### Work instructions:
1. In the passage about Olympic relay medalists moving up the medal table, which Trinidad and Tobago gold medalist is quoted?
2. Return the part of the passage on Olympic relay medalists from "Japan: At the" up to and including "clean and dream.".

### Document passage:
The part of this story that does not get played up, the happy side of this story, is the medalists who move up the medal table:

Trinidad and Tobago: a traditional powerhouse in sprinting, took Olympic gold in the 4×100 meter relay for the first time. While they could have whooped it up, there is so much respect for Usain Bolt amidst the Caribbean nations, that the celebration in Trinidad and Tobago was somewhat muted, as represented in the comments of Trinidad’s gold-medalist, Richard Thompson. “Bolt’s achievements have been recorded in the annals of athletics and no one can take that away. Rather than lament for the Jamaican team, I prefer to focus all my energy on lauding my Trinbagonian athletes who ran a ‘clean’ race.”

Japan: At the Rio Olympics, Japan took silver in the men’s 4×100 relay, second only to mighty Jamaica, in a surprise. The Japan team had bested their country’s top men’s relay track result, bronze at the Beijing Olympics. But now, the men’s sprint team from 2008 are now equal to the 2016 – silver medalists. And heading into the Tokyo2020 Olympics, young runners have even greater reason to be inspired to train hard, run clean and dream.

### Record set:
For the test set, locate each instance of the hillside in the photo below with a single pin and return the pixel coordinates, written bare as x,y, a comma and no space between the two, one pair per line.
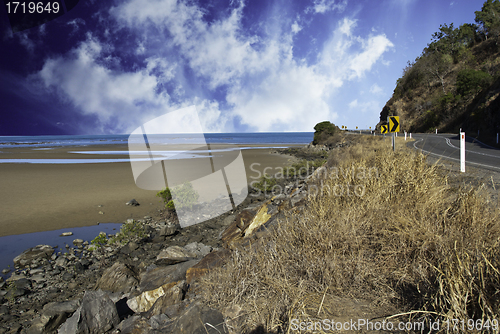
455,82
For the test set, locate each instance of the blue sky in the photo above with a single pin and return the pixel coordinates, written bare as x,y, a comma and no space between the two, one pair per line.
109,66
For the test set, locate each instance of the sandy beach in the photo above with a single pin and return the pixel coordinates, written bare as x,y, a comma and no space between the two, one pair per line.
42,197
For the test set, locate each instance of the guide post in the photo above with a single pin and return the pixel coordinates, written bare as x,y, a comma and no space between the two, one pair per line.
462,152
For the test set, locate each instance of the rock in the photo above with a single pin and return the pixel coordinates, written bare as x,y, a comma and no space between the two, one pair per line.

### Exercise results:
1. Richard Thompson

2.
Japan: At the Rio Olympics, Japan took silver in the men’s 4×100 relay, second only to mighty Jamaica, in a surprise. The Japan team had bested their country’s top men’s relay track result, bronze at the Beijing Olympics. But now, the men’s sprint team from 2008 are now equal to the 2016 – silver medalists. And heading into the Tokyo2020 Olympics, young runners have even greater reason to be inspired to train hard, run clean and dream.